*Exercise description:* Rewrite the abstract on WT1 expression in soft tissue sarcoma from "Levels of WT1 mRNA expression were" to "mRNA expression levels.", replacing "frozen" with "preserved".

*Page extract:*
++++++++++
There have been several recent reports that Wilms tumor gene (WT1) mRNA is overexpressed in many types of neoplasms, and those results suggested that WT1 has oncogenic properties. The objective of the current study was to evaluate the prognostic significance of WT1 mRNA expression in patients with soft tissue sarcoma.
Levels of WT1 mRNA expression were examined by quantitative, real-time reverse transcriptase-polymerase chain reaction analysis in frozen tissue samples from 52 patients with soft tissue sarcoma. Various clinicopathologic factors were analyzed along with the disease-specific survival rate for correlations with WT1 mRNA expression levels.
The levels of WT1 mRNA expression in a variety of soft tissue sarcomas were significantly greater compared with the levels in normal soft tissue samples (P = .0212). No significant correlation was observed between the level of WT1 mRNA expression and clinicopathologic factors, including gender, age, primary tumor site, tumor depth, tumor size, histologic grade, and distant metastasis at initial presentation. The disease-specific survival rate for patients with high WT1 mRNA expression levels was found significantly poorer compared with the rate for patients with low WT1 mRNA expression levels (P = .0182). Moreover, multivariate analysis indicated that a high WT1 mRNA expression level was an independent, adverse prognostic factor for disease-specific survival (hazards ratio, 2.6; P = .0488).
++++++++++
[Records from a data collection]
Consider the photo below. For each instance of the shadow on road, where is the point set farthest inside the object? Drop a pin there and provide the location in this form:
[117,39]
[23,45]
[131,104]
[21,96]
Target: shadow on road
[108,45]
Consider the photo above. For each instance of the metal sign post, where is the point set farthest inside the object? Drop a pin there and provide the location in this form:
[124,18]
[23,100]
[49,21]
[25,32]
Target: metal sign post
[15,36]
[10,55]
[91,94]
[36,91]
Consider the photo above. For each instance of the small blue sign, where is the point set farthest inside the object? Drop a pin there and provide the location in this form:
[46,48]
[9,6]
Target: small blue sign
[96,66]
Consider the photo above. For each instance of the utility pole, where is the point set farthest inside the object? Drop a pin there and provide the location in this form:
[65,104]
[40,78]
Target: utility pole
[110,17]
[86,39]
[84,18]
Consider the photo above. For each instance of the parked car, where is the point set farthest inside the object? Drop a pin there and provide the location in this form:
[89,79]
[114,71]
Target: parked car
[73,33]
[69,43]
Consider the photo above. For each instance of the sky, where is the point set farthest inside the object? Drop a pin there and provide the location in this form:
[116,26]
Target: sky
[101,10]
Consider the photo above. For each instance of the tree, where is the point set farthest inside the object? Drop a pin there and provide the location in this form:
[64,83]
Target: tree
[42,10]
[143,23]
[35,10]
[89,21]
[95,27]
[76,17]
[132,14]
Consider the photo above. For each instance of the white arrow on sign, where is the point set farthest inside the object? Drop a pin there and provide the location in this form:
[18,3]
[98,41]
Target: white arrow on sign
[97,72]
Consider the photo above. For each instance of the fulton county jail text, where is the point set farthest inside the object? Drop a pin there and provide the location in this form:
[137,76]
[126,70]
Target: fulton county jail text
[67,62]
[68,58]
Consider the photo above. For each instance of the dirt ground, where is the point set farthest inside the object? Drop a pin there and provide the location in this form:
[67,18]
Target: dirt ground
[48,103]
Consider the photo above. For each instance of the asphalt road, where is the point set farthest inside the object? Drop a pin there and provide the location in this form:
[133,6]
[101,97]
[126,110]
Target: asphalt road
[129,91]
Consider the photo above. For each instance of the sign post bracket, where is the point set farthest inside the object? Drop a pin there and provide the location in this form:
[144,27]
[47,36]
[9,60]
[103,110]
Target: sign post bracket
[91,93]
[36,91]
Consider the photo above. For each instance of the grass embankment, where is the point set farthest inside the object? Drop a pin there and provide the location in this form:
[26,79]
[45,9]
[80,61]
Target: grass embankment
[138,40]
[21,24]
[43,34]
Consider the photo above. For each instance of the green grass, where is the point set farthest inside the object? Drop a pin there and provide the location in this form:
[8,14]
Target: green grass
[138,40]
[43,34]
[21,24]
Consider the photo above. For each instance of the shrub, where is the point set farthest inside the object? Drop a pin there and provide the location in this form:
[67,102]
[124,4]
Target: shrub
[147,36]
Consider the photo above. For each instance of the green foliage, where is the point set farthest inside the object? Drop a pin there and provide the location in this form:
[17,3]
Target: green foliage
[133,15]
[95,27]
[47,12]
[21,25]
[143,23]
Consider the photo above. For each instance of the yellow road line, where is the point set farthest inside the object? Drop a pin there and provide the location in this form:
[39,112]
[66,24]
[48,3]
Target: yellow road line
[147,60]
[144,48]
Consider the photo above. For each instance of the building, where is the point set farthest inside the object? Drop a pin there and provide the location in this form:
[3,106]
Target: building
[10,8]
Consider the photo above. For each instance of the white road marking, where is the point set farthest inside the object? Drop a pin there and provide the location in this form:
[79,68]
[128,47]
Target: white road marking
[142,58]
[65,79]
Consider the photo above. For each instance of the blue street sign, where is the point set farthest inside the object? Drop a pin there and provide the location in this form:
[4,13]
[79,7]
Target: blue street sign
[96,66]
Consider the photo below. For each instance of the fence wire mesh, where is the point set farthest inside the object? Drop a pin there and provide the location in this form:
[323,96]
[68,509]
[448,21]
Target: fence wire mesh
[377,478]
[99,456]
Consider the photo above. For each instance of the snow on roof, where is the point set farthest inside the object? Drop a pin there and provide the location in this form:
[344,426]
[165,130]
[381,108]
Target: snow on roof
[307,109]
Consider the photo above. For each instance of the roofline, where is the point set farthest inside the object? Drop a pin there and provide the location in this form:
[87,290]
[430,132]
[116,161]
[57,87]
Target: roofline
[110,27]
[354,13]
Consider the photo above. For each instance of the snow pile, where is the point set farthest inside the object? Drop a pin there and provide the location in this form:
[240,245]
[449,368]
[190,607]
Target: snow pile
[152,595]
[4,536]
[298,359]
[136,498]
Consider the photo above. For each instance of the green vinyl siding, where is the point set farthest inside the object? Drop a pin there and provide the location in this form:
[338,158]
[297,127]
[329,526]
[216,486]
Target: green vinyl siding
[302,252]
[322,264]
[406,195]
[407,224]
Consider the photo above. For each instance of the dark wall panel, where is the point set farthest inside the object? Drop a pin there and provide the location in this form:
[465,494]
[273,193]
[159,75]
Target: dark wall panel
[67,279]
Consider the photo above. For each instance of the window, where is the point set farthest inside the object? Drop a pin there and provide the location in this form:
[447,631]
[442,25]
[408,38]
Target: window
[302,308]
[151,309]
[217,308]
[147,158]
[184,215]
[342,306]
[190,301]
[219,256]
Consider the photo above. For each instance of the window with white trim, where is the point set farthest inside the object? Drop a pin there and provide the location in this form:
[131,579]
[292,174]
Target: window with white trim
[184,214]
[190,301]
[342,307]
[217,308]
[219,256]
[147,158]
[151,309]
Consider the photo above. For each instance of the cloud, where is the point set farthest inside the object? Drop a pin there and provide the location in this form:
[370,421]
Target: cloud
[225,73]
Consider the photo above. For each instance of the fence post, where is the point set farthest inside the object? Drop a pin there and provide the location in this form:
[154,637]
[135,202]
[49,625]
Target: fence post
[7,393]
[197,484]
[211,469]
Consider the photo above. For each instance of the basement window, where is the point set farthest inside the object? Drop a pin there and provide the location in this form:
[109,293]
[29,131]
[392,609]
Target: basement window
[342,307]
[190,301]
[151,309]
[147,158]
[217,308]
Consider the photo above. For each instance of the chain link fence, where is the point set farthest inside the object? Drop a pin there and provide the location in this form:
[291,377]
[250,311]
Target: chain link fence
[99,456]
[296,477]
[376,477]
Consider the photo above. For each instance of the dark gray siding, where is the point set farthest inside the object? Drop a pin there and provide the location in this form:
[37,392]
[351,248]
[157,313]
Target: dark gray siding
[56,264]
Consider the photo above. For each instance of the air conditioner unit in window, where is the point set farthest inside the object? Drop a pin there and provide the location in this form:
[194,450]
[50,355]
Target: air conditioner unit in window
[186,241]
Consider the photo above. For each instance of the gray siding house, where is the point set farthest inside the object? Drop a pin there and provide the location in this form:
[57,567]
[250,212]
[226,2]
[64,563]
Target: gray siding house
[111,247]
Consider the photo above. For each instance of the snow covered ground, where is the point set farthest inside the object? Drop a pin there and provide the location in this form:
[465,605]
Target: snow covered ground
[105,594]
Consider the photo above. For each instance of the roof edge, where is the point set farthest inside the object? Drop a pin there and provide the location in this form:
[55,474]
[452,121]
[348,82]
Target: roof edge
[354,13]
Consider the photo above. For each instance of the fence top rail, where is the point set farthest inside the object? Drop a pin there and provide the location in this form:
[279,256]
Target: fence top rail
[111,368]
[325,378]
++++++++++
*Solution to the exercise:*
Levels of WT1 mRNA expression were examined by quantitative, real-time reverse transcriptase-polymerase chain reaction analysis in preserved tissue samples from 52 patients with soft tissue sarcoma. Various clinicopathologic factors were analyzed along with the disease-specific survival rate for correlations with WT1 mRNA expression levels.